(Stored items from a collection)
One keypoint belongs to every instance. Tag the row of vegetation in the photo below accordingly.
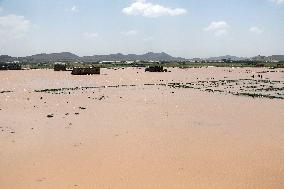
(70, 65)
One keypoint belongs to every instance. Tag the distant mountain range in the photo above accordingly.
(67, 56)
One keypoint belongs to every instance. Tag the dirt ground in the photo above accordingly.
(127, 129)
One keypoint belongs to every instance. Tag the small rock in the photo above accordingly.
(50, 116)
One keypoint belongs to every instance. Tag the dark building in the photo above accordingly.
(59, 67)
(86, 71)
(155, 69)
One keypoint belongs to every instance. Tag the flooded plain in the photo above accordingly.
(187, 128)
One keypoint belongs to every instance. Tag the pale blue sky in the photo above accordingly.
(187, 28)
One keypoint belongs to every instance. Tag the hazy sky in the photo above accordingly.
(187, 28)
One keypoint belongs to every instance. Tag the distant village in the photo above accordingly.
(49, 60)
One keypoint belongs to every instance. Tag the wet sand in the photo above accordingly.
(128, 129)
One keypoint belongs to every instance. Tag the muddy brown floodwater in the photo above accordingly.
(126, 129)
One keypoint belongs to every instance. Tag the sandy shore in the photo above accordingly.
(127, 129)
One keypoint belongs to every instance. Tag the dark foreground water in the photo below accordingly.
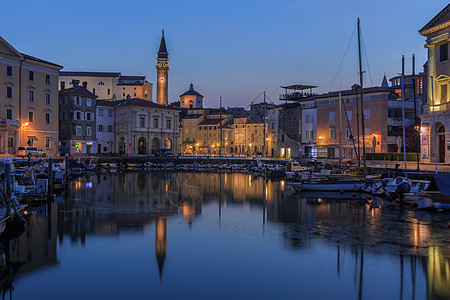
(223, 236)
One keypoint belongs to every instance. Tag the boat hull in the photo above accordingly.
(318, 186)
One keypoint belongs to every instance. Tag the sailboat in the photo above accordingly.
(347, 184)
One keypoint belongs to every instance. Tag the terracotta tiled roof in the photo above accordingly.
(40, 60)
(89, 74)
(144, 103)
(78, 91)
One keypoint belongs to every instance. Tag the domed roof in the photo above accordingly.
(191, 92)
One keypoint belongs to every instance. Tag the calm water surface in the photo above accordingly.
(223, 236)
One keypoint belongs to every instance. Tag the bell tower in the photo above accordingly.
(162, 68)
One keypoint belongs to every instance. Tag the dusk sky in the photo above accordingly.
(233, 49)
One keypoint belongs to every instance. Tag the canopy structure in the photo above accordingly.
(298, 87)
(296, 92)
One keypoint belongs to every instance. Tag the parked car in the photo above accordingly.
(164, 152)
(31, 151)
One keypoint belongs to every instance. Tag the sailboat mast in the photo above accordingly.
(340, 129)
(362, 102)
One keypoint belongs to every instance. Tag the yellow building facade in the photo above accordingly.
(28, 101)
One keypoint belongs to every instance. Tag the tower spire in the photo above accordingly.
(162, 68)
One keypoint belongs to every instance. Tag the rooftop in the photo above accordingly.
(79, 91)
(89, 74)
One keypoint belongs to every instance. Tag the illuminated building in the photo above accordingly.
(77, 121)
(162, 67)
(29, 89)
(437, 33)
(108, 85)
(191, 99)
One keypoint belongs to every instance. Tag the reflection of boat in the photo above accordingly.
(329, 195)
(441, 198)
(328, 185)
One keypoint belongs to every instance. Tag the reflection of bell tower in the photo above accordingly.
(162, 75)
(161, 243)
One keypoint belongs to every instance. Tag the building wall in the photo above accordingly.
(438, 81)
(107, 87)
(105, 138)
(46, 133)
(375, 107)
(130, 129)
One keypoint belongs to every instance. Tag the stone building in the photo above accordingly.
(144, 128)
(77, 126)
(29, 93)
(162, 67)
(379, 121)
(284, 130)
(191, 99)
(108, 85)
(105, 126)
(435, 119)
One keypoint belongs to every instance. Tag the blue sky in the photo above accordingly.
(233, 49)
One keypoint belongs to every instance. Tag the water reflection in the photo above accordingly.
(359, 247)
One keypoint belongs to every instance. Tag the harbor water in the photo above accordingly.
(181, 235)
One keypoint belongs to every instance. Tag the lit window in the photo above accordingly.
(31, 96)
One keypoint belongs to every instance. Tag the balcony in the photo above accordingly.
(398, 104)
(438, 108)
(9, 122)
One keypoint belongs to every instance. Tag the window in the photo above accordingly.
(443, 52)
(9, 92)
(31, 96)
(332, 133)
(443, 93)
(367, 114)
(347, 133)
(331, 116)
(9, 113)
(349, 115)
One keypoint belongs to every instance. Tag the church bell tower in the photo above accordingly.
(162, 68)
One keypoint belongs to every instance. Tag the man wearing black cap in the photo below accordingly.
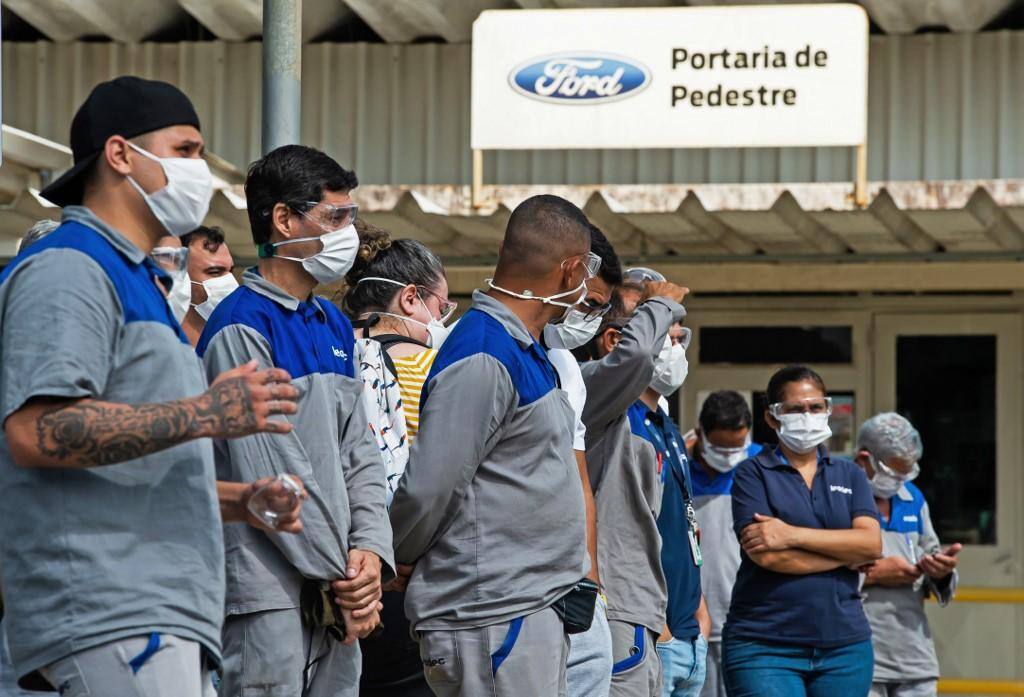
(112, 567)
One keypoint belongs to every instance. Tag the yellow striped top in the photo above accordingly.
(412, 376)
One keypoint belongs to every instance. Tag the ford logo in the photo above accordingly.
(580, 78)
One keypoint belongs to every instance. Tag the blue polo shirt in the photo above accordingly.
(682, 575)
(821, 610)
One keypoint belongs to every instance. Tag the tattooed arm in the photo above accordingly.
(78, 433)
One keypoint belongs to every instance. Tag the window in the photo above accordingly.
(945, 385)
(773, 345)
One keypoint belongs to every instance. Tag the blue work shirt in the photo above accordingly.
(682, 575)
(821, 610)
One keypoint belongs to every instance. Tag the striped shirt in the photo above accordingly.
(412, 376)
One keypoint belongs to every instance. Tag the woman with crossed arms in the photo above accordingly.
(805, 521)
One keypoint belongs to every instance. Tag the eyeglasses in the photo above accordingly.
(332, 217)
(593, 309)
(448, 307)
(684, 338)
(171, 258)
(808, 405)
(902, 476)
(642, 274)
(592, 264)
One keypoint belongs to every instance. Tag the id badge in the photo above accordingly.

- [Work item]: Down to the last line, set down the data above exactly, and omit all images.

- [Written response]:
One keypoint belongs to every instance. Tag the row of vegetation in the photo below accordingly.
(70, 65)
One keypoint belongs to every instance. Tag the distant mountain range in the photo above accordingly.
(67, 56)
One keypoint belongs to every instance. Tag the dirt ground in the photo above accordingly.
(127, 129)
One keypoint belongs to every instance. Tag the small rock in the photo above accordingly.
(50, 116)
One keypoint belongs to every instance. Tag the dark building in the photo above accordingly.
(59, 67)
(86, 71)
(155, 69)
One keypoint belongs to every instance. Tag the flooded plain in the photo above accordingly.
(187, 128)
One keypoint belongs to every instance. Tag the pale blue sky in the photo above accordingly.
(187, 28)
One keypoint belongs to every instance. Tag the hazy sky in the photo above accordingly.
(187, 28)
One keypoint belongs to every instance. Tag the distant village in the photo above accordingly.
(49, 60)
One keypoint belongs to every instance. Tag the wet sand in the photo above accordingly.
(128, 129)
One keypoint belongs to every instance. Tag the muddy brown floodwater in the photo above accordingly.
(126, 129)
One keypoint belongs to every instance. Tag the sandy shore in the photo above accordingly.
(127, 129)
One keypoint belongs to every instance. Tag the dark foreground water in the photo below accordingly.
(223, 236)
One keypoint belongs to every instance. Tag the boat hull in the photo above accordingly.
(318, 186)
One keypoint belongs to every instance. Tag the sailboat in the photo above accordingly.
(347, 184)
One keypoint belongs to every instance. Tag the terracotta tiled roof in the photo above accordingly.
(40, 60)
(89, 74)
(144, 103)
(78, 91)
One keypoint belongs to every instance. Tag the domed roof in the photo above accordingly.
(191, 92)
One keypoint belongs to every instance. Tag the calm water surface in the photo above accordingly.
(223, 236)
One keypoint belongs to every instance. Tag the bell tower in the photo above accordingly.
(162, 68)
One keypoint belongs to every instance. Tag the dusk sky in the photo above accordingly.
(233, 49)
One keypoint belongs to every instance. Tag the canopy structure in the photo above accordingly.
(298, 87)
(296, 92)
One keypoint belongs to every instance. Tag the parked car in the photo above accordingly.
(164, 152)
(31, 151)
One keypoint belongs to every instance. Tag the sailboat mast in the photo above accordingly.
(340, 129)
(362, 102)
One keypoint belongs to every instance. Tag the yellow building facade in the photo above accordingly.
(28, 101)
One keypoint belongs to every instance. Tag the tower spire in the photo above accordingly.
(162, 68)
One keypoint belongs to every instance. Tag the rooftop in the photo above accordingly.
(79, 91)
(89, 74)
One keypoint belongs to every instance. Tag the illuminated building in the photo above accordingly.
(77, 121)
(162, 67)
(29, 89)
(437, 33)
(108, 85)
(191, 99)
One keypoint belongs to every instance. Tag the reflection of boat in the photo above accordingly.
(329, 195)
(441, 198)
(328, 185)
One keypoint belongs to every instance. Tag the reflection of bell tower in the photo above accordingly.
(162, 75)
(161, 243)
One keypoint belongs to every instance. Tag the building wall in the photo above accordingly.
(438, 81)
(107, 87)
(105, 138)
(46, 133)
(375, 107)
(130, 129)
One keypoint belongs to every instance. Tag the stone building in the photo above accordingly.
(144, 128)
(77, 126)
(29, 93)
(162, 67)
(379, 121)
(284, 130)
(191, 99)
(108, 85)
(105, 126)
(435, 119)
One keypoint belongs to every instance. Tag the blue sky in the photo above accordingly.
(233, 49)
One keypoint belongs to every instance. Tag the water reflection in the photo above accordingly.
(359, 247)
One keypoint belongs to every instance. Tag the harbor water in the photo above accordingly.
(181, 235)
One keypoint belongs to every instance. Tag the lit window in the photo above accordingly.
(31, 96)
One keypoint belongs to every instance. Tag the balcony in the photo above accordingly.
(398, 104)
(438, 108)
(9, 122)
One keypoint belongs to every instance. Tag the window in the photo above accordingly.
(443, 52)
(9, 92)
(31, 96)
(332, 133)
(443, 93)
(367, 114)
(347, 133)
(331, 116)
(9, 113)
(349, 115)
One keypoint belongs to every instance. Tag the church bell tower in the photo above accordingly.
(162, 68)
One keypoint belongs to every instance. Tag the man wearing black cap in the photo below accordingly.
(112, 567)
One keypoint belongs to every instance. Tag the yellow striped top in the photo above accordingly.
(412, 376)
One keypoint belongs to every instance. Tag the ford logo in the photo above accordingly.
(580, 78)
One keypoint belongs to every instance. Tag the blue polo shirt in the photo above accordingly.
(682, 575)
(821, 610)
One keypoint belongs to every instance. Tag the tattooed arm in the photo above accordingly.
(78, 433)
One keypoint belongs to every instance. Tag the window in the photo above accordingly.
(945, 385)
(773, 345)
One keypoint belongs to every instance. Tag the blue work shirt in the photo above accordingly.
(682, 575)
(821, 610)
One keypoint belongs to every instance. Tag the striped shirt in the photo above accordingly.
(412, 376)
One keypoint belongs to every instance. Tag the woman with crossed arms in the photo above accordingly.
(805, 521)
One keypoint belongs to every instance. Tag the eyeglasses in the photo above accordingly.
(332, 217)
(593, 309)
(448, 307)
(684, 338)
(171, 258)
(808, 405)
(902, 476)
(642, 274)
(592, 264)
One keypoint belongs to every instance. Tag the id badge in the photo above accordingly.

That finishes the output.